**Instrucción:**
Continúa desde donde termina el hilo del foro sobre la resistencia casera de nicrom para soldador, que aparece a continuación.

**Texto fuente:**
■ ■ ■ ■ ■

# Cuanto Nicrome debo usar para resistencia de soldador



## yosimiro (Jun 17, 2014)

Hola a todos, hace ya bastante que quiero hacer esta consulta, y como su majestad lo trajo a colación, es mi oportunidad, quiero hacer mi propia resistencia para soldador, tengo bastante alambre obtenido de caloventores  y estufas de cuarzo.
Mi pregunta es hasta cuanto puedo reducir el largo sin que se me queme, o si puedo poner una resistencia calibrada para reducir este riesgo.
Hasta ahora me arregle con encapsular una lamparita bipin y atravesar el sistema con una barra de cobre, pero para esto necesito la fuente de 12v, y yo quiero poder conectar mi soldador  a 220 directo, y encapsular la resistencia misma.
Aspiro a obtener 50 watts de potencia aproximadamente.


----------



## el-rey-julien (Jun 18, 2014)

yo le llene de alambre ,no conte las vueltas , (unos 15 centímetros o quizás 20 centímetros use)
ise esto,
desarme la resistencia y tiene dos tubos de cerámica, el de afuera lo rompi todo,
al mas fino de adentro lo limpie y le fui rellenando .
segun varias pruebas lo mejor es dejarle la mitad del tubito sin alambre (porque sino calienta mucho el mango del soldador y no tanto la punta),
tambien hay que poner doble alambre solo en los chicotes de conexión,porque si no le pones doble alambre en los chicotes este se pone rojo y quema el cable de conexion(de esa manera se puede usar el mismo cable original del soldador)
el alambre que use es de 0.60 es el mas comun.
 le puse mica y lo meti en la punta,
después fuy probando con 12 vol con 20 volt, y llegue a la conclusión que lo mejor es hacerle un control pwm ,asi uno regula bien la temperatura y ademas no se quema el alambre


----------



## yosimiro (Jun 18, 2014)

Ah pero ese caloventor no es como los que tengo yo.
Los que destripé son de este tipo


----------



## el-rey-julien (Jun 18, 2014)

si ese mismo es el alambre que use,
alli van unas fotos
soldador chino desmontado + resistencia casera de 12 volt, si ademas se puede usar con una bateria por si no hay luz


detalle del alambre doble solo en las conexiones,asi no calienta,es decir no se quema el cable de conexion,use el mismo espagueti de la resistencia original,




detalle del tubito ya bobinado con el alambre y fijado con yeso(ando probando otros pegamentos)


----------



## yosimiro (Jun 18, 2014)

Muy bueno, creo que hay una cerámica para esto, se llama caolin,es blanca y soporta altas temeraturas.
O más barato, barro refractario que se consigue en negocios de materiales de construcción.


----------



## el-rey-julien (Jun 18, 2014)

■ ■ ■ ■ ■

**Datos proporcionados:**

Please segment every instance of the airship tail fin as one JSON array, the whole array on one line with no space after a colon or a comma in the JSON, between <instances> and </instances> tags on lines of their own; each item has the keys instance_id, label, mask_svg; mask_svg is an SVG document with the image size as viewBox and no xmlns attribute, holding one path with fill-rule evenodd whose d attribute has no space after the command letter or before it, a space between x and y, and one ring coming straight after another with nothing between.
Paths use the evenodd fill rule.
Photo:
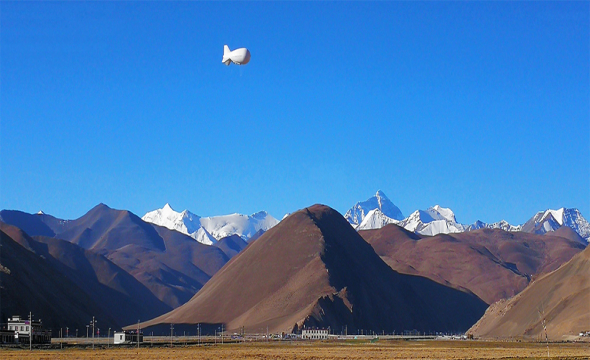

■ ■ ■ ■ ■

**Resultado:**
si eso mismo le iba a preguntar a una chica que hace vasos con dedicatorias,ella deve saver cual es el material.
de momento use lo que tenia a mano
PD
mira la arena que deje unas fotos


----------



## yosimiro (Jun 18, 2014)

Viendo la foto, creo contar 44 vueltas, a eso lo debiera multiplicar por el resultado que se obtenga del diámetro por 3,14, y tendría el largo exacto.
Entonces, ¿Qué diámetro tiene el tubo donde se enrolla el alambre?
Saludos


----------



## aquileslor (Jun 18, 2014)

Ojo que el alambre que usó el rey es desnudo, si se pone a espiras juntas: tremendo cortocircuito. El soporte debe estar ranurado para separar las espiras. Buen trabajo rey y en los negocios que venden reparaciones de gas, tienen un producto para sellar que aguanta altas temperaturas, es un polvo y un líquido (silicato de sodio) para hacer una masilla. También puedes probar con caolín y silicato de sodio.


----------



## el-rey-julien (Jun 18, 2014)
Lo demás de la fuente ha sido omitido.